┌─ Text excerpt

Dr M.S.J.M. Kardaun

I teach with great pleasure and was nominated for the FASoS Education Award 2010 as well as for the FASoS Education Award 2011. Several papers by students of mine that were written under my supervision have been accepted for publication by official magazines, such as a paper about Halldór Laxness by Anna Wolters, which appeared in the Dutch literary magazine De Gids.

Courses where I am either instructor or tutor or both:

Course 1A ‘Apollo and Dionysus’ of Bachelor Arts & Culture at FASoS

‘Apollo and Dionysus’ provides an overview of the development of thinking about norms and values in the history of Western civilization. It focuses upon a number of influential world views and their moral implications – from the tenets of Socrates and Plato to those of Nietzsche and Foucault. Starting point is the continuous tension between very rational, ‘Apollonian’, philosophical-ethical schools of thought on the one hand, and some alternative, ‘Dionysian’, more comprehensive approaches to morality on the other. For example, in Greek tragedy the inadequacy of an exclusively rational approach – and indeed of any form of one-sidedness – is a major theme. This interdisciplinary course, then, not only introduces the main Western philosophical ethical traditions in their historical context, but also deals with more implicit images of ‘the good life’ as expressed in works of literature and art.

└─
┌─ Records supplied

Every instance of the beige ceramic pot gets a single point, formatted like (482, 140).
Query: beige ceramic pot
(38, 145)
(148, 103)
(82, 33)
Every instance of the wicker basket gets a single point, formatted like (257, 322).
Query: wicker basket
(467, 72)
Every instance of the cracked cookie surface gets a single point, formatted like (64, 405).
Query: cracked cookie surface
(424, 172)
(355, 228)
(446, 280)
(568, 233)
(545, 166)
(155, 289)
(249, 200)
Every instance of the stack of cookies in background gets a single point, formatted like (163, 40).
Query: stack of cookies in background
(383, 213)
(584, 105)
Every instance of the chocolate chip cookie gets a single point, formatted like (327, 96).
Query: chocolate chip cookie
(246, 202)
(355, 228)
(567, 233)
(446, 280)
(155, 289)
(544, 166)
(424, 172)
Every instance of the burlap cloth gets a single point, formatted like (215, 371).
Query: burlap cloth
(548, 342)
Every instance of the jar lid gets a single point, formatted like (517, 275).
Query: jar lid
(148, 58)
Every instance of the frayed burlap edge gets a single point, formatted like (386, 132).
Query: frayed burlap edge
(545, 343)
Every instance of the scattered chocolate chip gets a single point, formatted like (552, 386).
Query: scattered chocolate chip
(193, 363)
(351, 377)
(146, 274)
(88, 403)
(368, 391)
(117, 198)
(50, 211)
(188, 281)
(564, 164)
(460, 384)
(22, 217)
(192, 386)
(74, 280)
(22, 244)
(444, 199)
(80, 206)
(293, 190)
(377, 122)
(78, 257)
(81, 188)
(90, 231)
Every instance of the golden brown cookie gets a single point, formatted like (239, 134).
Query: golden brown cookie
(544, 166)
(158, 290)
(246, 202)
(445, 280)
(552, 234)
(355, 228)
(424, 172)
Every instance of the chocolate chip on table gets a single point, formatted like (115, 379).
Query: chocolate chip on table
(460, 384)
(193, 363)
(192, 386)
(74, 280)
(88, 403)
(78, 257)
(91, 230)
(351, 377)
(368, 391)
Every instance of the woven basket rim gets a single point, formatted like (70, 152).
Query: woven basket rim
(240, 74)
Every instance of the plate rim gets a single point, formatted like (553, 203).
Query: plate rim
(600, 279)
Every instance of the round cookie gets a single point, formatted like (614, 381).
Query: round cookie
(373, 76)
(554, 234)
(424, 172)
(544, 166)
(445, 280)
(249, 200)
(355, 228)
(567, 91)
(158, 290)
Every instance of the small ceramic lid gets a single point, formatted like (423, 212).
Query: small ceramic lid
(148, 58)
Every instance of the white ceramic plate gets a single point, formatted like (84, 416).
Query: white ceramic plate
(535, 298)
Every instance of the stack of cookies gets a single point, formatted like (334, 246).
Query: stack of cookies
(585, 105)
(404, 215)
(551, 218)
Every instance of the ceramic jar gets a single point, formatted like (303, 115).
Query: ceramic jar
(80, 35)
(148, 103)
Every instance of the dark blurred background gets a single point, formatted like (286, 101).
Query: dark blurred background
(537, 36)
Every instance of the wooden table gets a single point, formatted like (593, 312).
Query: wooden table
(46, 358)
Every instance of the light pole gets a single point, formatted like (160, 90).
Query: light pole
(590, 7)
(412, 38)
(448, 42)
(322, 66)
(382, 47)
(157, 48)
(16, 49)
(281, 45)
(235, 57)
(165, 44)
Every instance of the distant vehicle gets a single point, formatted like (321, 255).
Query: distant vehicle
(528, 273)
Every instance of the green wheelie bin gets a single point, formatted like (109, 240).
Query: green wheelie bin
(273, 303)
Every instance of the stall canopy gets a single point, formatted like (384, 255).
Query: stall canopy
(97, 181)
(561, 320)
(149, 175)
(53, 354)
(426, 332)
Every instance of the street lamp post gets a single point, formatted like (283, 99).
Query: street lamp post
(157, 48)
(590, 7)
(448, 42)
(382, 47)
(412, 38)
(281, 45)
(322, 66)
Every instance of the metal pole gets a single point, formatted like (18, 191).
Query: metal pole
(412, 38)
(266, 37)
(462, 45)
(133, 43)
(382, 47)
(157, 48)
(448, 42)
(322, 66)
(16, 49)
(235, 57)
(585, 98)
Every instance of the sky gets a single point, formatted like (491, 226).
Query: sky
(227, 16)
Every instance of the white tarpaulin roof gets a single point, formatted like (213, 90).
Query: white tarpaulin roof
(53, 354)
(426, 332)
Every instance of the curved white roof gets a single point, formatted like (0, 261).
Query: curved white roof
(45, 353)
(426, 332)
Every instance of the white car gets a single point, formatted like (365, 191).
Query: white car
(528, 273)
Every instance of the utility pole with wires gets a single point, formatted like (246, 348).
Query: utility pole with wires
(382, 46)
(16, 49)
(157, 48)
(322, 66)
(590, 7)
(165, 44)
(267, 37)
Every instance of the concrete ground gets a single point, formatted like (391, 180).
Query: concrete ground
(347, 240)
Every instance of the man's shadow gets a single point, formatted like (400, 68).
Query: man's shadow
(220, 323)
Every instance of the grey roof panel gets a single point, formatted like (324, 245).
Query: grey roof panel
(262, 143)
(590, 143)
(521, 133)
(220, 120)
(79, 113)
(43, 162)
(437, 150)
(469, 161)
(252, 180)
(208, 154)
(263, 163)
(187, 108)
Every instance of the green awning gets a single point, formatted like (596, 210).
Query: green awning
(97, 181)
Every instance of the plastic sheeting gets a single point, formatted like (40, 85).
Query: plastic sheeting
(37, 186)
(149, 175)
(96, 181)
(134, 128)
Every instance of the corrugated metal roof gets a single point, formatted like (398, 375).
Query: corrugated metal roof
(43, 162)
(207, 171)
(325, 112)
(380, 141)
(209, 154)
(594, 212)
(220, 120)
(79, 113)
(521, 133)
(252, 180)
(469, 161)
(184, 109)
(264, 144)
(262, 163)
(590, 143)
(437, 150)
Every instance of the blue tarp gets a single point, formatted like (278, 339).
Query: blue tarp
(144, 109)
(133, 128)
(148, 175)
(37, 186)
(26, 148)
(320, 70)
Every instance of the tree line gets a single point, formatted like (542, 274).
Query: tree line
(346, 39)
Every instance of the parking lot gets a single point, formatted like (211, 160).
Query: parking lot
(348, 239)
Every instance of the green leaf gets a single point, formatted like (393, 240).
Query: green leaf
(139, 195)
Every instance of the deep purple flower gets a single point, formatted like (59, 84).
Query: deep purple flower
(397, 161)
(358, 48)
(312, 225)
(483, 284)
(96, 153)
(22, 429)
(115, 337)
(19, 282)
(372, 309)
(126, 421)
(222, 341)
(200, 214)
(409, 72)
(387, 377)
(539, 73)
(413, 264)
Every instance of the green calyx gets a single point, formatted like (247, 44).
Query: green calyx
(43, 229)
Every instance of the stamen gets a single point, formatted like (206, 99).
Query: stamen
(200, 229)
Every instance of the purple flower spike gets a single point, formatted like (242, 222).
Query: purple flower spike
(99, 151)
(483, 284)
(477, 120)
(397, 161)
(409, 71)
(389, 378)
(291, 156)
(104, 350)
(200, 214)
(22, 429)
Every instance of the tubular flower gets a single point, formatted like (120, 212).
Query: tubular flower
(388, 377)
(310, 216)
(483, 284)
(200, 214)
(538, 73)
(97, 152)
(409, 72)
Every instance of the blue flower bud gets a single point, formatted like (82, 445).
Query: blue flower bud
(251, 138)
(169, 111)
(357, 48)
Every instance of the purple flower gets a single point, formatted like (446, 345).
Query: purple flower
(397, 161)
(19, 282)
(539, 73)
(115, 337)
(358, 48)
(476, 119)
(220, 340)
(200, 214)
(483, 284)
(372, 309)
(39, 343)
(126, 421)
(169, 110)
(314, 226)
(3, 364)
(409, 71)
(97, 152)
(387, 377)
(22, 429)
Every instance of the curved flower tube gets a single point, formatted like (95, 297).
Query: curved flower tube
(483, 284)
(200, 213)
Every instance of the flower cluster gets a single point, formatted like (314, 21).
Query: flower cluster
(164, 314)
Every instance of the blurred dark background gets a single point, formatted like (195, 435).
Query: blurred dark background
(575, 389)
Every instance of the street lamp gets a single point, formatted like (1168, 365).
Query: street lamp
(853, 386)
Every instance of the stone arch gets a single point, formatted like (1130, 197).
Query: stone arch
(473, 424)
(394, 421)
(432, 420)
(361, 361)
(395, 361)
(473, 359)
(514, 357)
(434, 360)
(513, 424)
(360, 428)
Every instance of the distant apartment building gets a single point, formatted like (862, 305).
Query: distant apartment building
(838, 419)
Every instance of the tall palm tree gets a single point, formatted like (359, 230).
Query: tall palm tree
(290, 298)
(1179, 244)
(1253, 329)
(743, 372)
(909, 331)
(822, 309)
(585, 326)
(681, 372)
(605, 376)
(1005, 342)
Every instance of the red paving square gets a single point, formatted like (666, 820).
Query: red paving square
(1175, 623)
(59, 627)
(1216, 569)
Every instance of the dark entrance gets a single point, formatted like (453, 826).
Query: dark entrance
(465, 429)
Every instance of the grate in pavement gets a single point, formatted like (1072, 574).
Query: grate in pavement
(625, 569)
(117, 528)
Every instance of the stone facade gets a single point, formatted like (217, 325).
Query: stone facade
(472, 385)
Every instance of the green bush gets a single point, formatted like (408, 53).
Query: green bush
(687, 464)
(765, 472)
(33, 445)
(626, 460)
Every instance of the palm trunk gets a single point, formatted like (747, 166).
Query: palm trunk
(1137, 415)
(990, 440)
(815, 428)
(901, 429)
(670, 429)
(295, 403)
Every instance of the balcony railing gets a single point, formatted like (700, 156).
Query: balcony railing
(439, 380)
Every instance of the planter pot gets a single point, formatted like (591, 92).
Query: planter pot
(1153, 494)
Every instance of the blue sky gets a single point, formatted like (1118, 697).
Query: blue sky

└─

Exercises to complete -
- A) Three questions on the teaching page above:
(i) For which two awards was the teacher nominated?
(ii) In which magazine did Anna Wolters's paper about Halldór Laxness appear?
(iii) Whose tenets mark the later end of the range of world views covered in 'Apollo and Dionysus'?
- B) Could you write out the teaching page above starting with "I teach with" and going on through "magazine De Gids.", swapping "great pleasure" for "real enthusiasm"?

The results -
- A)
(i) The FASoS Education Award 2010 and the FASoS Education Award 2011.
(ii) The Dutch literary magazine De Gids.
(iii) Those of Nietzsche and Foucault.

- B)
I teach with real enthusiasm and was nominated for the FASoS Education Award 2010 as well as for the FASoS Education Award 2011. Several papers by students of mine that were written under my supervision have been accepted for publication by official magazines, such as a paper about Halldór Laxness by Anna Wolters, which appeared in the Dutch literary magazine De Gids.